* What to work on *
Rewrite every line of the records below as a numbered list, leaving out any blank lines.

* Collection entries *
#####

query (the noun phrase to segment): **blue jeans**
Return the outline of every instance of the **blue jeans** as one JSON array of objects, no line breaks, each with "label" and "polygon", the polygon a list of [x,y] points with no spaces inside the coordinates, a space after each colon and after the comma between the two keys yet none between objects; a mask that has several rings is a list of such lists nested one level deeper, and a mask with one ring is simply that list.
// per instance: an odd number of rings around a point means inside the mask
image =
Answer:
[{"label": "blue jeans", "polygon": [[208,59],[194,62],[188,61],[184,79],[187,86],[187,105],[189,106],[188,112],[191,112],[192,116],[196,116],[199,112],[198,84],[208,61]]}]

#####

* Exercise result *
1. query (the noun phrase to segment): **blue jeans**
2. Return the outline of every instance of the **blue jeans** as one JSON array of objects, no line breaks, each with "label" and "polygon", the polygon a list of [x,y] points with no spaces inside the coordinates, a space after each colon and after the comma between the two keys yet none between objects; a mask that has several rings is a list of such lists nested one level deeper, and a mask with one ring is simply that list.
3. // per instance: an odd number of rings around a point means inside the mask
4. image =
5. Answer:
6. [{"label": "blue jeans", "polygon": [[208,59],[194,62],[188,61],[184,79],[187,86],[187,105],[189,106],[188,112],[191,112],[192,116],[196,116],[199,112],[198,84],[208,61]]}]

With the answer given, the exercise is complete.